==== EXTRAIT FOURNI ====

Si l’on en croit les deux éminents économistes britanniques John Kay et Mervyn King, il ne faudrait surtout pas avancer de chiffres et autres pourcentages pour répondre à ces questions. Dans Radical Uncertainty, leur livre paru fin 2019, ils expliquent que ces calculs de risque reviennent à envisager l’avenir comme un jeu de roulette, ce qu’il n’est pas. À la roulette, le joueur ne sait pas où la boule va terminer sa course, mais il connaît toutes les cases sur lesquelles elle peut s’arrêter et peut donc calculer ses chances. Dans la vie, l’incertitude, avec dans son sillage l’ignorance, l’approximation, l’ambiguïté…, fait qu’il est même impossible d’envisager toutes les possibilités.

Réhabiliter la notion d’incertitude radicale

C’est ce que l’économiste Frank Knight appelait « l’incertitude radicale ». Kay et King plaident pour un retour à cette notion aussi adoptée par John Maynard Keynes. Knight et Keynes envisageaient d’ailleurs différemment les conséquences de cette « incertitude radicale ». Pour le premier, elle offre des opportunités pour les entrepreneurs ; pour le second, elle est surtout une source d’instabilité. Mais cette notion a été battue en brèche par les économistes et statisticiens Frank Ramsey et Jimmie Savage, notamment. Selon eux, toutes les possibilités peuvent être décrites par des calculs de probabilité, le monde étant régi par des règles profondément rationnelles et des lois bien établies. C’est cette vision du monde économique, bien commode, qui s’est imposée.

====

D'après l'extrait sur l'incertitude radicale, à quel jeu Kay et King comparent-ils la façon dont les calculs de risque envisagent l'avenir ? Les items forment un matériel distinct de l'extrait.

==== MATÉRIEL FOURNI ====

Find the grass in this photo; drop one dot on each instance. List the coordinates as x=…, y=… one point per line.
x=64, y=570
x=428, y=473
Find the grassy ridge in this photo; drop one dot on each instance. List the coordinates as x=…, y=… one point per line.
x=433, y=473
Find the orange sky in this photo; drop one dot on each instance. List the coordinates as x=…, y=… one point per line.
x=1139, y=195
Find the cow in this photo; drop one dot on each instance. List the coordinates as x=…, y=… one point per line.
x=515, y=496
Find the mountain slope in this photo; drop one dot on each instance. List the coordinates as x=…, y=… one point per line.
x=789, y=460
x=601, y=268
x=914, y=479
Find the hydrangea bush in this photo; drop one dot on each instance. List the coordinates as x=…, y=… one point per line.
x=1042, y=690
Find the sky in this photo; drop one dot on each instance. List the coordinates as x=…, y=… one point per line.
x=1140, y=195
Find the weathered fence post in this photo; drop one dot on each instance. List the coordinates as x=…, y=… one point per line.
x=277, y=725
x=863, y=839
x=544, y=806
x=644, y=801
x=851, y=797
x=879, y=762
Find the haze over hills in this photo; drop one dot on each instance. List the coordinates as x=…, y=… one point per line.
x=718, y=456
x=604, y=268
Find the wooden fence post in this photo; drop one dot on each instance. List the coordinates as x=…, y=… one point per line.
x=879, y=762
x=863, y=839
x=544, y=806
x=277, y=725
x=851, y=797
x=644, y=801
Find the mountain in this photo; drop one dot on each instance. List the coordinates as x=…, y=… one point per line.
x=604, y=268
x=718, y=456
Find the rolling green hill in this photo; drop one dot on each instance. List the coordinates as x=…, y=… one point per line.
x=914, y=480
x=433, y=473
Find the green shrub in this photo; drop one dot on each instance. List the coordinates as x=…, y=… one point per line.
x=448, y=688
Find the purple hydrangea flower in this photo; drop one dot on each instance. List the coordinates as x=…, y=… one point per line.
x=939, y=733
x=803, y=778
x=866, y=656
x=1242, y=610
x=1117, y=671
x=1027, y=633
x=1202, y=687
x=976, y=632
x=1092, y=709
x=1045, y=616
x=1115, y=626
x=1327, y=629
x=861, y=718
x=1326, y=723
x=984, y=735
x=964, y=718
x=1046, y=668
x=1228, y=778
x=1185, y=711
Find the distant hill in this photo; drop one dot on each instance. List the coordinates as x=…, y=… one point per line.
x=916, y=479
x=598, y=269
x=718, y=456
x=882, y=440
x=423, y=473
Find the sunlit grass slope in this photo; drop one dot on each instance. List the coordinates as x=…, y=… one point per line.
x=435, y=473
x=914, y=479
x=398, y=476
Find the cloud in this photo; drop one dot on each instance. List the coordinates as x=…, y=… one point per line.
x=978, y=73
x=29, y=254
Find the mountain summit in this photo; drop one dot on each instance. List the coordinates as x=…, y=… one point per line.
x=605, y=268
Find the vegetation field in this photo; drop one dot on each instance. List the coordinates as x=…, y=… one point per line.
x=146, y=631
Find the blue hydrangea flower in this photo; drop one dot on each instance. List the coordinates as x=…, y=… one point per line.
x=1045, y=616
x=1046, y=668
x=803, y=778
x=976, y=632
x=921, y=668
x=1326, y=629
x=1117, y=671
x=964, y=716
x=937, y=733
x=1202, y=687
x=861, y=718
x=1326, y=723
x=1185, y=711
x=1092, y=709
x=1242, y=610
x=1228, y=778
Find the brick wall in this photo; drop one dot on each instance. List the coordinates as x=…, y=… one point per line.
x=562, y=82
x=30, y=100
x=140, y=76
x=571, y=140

====

RÉSULTAT OBTENU:
À un jeu de roulette.